Assigned task 1
In the excerpt on acetamiprid detection, reproduce word for word the stretch from "Some other materials" through "Research Center (China).".
Assigned task 2
Turn the paragraph of the excerpt on acetamiprid detection that begins "Some other materials were as follows" into a bulleted list, keeping each item and its supplier.
Assigned task 3
Continue the excerpt on acetamiprid detection, starting right after its final sentence.

Extracted text
In this study, a specific and high-affinity mAb toward acetamiprid was screened and characterized by an indirect competitive ELISA (ic-ELISA) and a surface plasmon resonance (SPR) assay. Based on QDs and the developed mAb, a novel ICS was established for the qualitative and quantitative detection of acetamiprid. A portable strip reader was used to record the fluorescent intensity of the test (FI_T) and control (FI_C) lines. Various parameters were optimized, and the performance of ICS was evaluated. Furthermore, the practicability of QDs-ICS was valued by detecting acetamiprid residues in real samples, compared with GNPs-ICS and UPLC-MS/MS. Our results indicate that the developed QDs-ICS is a rapid, portable, sensitive, and economical assay for laboratory tests or on-site screenings of acetamiprid.

Materials and Methods

Materials and Reagents

ZnCdSe/ZnS QDs nanocrystals modified with PEG and carboxyl groups (Q3605) were obtained from JiaYuan Quantum Dots Co., Ltd. (Wuhan, China). Acetamiprid and other neonicotinoids pesticide standards were obtained from the Agro-Environmental Protection Institute, Ministry of Agriculture (Tianjin, China). Goat anti-mouse IgG was purchased from Jisen Biotech Company (Beijing, China). The amine coupling kit for SPR assay contains 0.1 M N-hydroxysuccinimide (NHS), 0.4 M N-(3-dimethylaminopropyl)-N′-ethylcarbodiimide hydrochloride (EDC) and 1 M ethanolamine-HCl (pH 8.5) from GE Healthcare (USA). EDC powder for QDs/mAb conjugation was supplied by Sigma-Alorich (St Louis, MO, USA). Sucrose and methanol were supplied by Sinopharm Chemical Reagent (Shanghai, China). Tween 20, D- (+)—trehalose anhydrous, and polyvinyl pyrrolidone (PVP) were purchased from Aladdin (Shanghai, China). Ovalbumin (OVA) and bovine serum albumin (BSA) were obtained from VWR (Amresco, USA). All other chemicals were standard products of analytical grade.

Some other materials were as follows: CM7 sensor chip (GE Healthcare, Madison, USA); 50 kDa ultra-filtration tube (Millipore, USA); Size exclusion chromatography filling (Superdex G200, GE Healthcare, USA); Gel chromatography column for purification (Thermo, USA). Different specifications of nitrocellulose (NC) membrane (Millipore, USA & Sartorius, Germany & Pall, USA); Glass fiber membranes (Sartorius, Germany); Filter paper and semi-rigid polyvinyl chloride (PVC) sheets (Jiening Biological Technology Co., Ltd., Beijing, China). Female Balb/c mice and F1 hybrid mice were provided by the Shanghai Lab Animal Research Center (China).

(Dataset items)
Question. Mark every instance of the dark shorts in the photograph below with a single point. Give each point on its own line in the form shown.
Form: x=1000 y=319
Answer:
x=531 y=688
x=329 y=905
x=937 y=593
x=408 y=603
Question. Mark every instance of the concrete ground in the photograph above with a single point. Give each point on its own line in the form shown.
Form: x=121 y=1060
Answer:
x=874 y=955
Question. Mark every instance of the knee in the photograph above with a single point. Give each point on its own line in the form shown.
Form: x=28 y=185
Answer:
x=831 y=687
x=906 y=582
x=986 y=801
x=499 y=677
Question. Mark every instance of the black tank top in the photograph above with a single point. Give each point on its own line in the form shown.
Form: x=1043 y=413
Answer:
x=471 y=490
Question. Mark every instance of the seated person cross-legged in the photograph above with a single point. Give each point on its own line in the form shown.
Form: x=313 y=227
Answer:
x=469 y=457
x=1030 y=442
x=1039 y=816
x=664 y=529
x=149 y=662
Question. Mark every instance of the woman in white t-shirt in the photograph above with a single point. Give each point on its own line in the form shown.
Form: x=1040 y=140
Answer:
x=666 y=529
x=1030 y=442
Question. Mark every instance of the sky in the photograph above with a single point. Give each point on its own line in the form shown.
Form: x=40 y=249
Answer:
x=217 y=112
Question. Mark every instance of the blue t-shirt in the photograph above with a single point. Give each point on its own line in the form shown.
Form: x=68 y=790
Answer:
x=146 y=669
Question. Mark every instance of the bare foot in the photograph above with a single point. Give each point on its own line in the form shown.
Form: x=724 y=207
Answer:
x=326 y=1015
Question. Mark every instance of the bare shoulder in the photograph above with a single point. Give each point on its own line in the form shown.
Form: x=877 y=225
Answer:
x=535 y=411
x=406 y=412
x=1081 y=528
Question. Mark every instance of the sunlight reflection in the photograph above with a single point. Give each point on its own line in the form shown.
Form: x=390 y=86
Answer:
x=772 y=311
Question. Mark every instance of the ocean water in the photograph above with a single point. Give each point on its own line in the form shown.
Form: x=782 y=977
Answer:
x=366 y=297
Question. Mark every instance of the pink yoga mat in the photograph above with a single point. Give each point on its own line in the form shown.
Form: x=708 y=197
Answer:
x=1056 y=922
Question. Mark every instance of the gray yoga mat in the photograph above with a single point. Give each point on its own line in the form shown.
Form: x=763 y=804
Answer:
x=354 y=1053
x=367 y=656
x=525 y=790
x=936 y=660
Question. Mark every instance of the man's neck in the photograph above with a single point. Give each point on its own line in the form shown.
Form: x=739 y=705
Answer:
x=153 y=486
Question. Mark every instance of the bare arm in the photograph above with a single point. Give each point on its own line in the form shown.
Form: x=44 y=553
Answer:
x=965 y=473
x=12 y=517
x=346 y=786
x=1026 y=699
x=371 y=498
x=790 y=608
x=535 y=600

Expected answer 1
Some other materials were as follows: CM7 sensor chip (GE Healthcare, Madison, USA); 50 kDa ultra-filtration tube (Millipore, USA); Size exclusion chromatography filling (Superdex G200, GE Healthcare, USA); Gel chromatography column for purification (Thermo, USA). Different specifications of nitrocellulose (NC) membrane (Millipore, USA & Sartorius, Germany & Pall, USA); Glass fiber membranes (Sartorius, Germany); Filter paper and semi-rigid polyvinyl chloride (PVC) sheets (Jiening Biological Technology Co., Ltd., Beijing, China). Female Balb/c mice and F1 hybrid mice were provided by the Shanghai Lab Animal Research Center (China).

Expected answer 2
- CM7 sensor chip (GE Healthcare, Madison, USA)
- 50 kDa ultra-filtration tube (Millipore, USA)
- Size exclusion chromatography filling, Superdex G200 (GE Healthcare, USA)
- Gel chromatography column for purification (Thermo, USA)
- Nitrocellulose (NC) membranes of different specifications (Millipore, USA; Sartorius, Germany; Pall, USA)
- Glass fiber membranes (Sartorius, Germany)
- Filter paper and semi-rigid polyvinyl chloride (PVC) sheets (Jiening Biological Technology Co., Ltd., Beijing, China)
- Female Balb/c mice and F1 hybrid mice (Shanghai Lab Animal Research Center, China)

Expected answer 3
Buffers in SPR tests such as phosphate buffer saline (PBS, 0.01 M, pH 7.4) with 0.05% (v/v) polysorbate surfactant P20 (PBS-P+), 10 mM sodium acetate (pH 4.5, 5.0, and 5.5), and regeneration buffers were obtained from GE Healthcare Bioscience AB (Upsala, Sweden). Carbonate buffer saline (CBS, 50 mM, pH 9.6), PBS (10 mM, pH 7.4), and PBST (10 mM PBS containing 0.05% tween-20, pH 7.4) were prepared for ELISA. Ten millimolar Borate buffer (BB, pH 7.4), PBS (pH 7.4), Tris-HCl (pH 7.4), and deionized water served as working buffers for ICS tests.

Instruments

ChemiDocTMMP imaging system with Image lab 5.2 analysis software (Bio-RAD, USA); SPR technique on Biacore T200 biosensor system (GE Healthcare, Madison, USA) with data acquisition software (Biacore T200 Evaluation Software Version 3.0); AcquityUltra Performance LC (Waters, Milford, MA, USA) with Applied Biosystems Triple Quad 5500 (ESI–MS/MS; Foster, CA, USA) in electrospray negative-ion multiple reaction modes; Ultrasonic cleaner (Ningbo Scientz Biotechnology Co., LTD., China); Milli-Q purification system (Millipore, Bedford, USA); Index Cutter-I slitter (Grand Island); IsoFlow dispenser (Imagene Technology, USA); The laser flashlight and the portable fluorescence strip reader (365 nm) were all purchased from Jiening Biological Technology (Beijing, China).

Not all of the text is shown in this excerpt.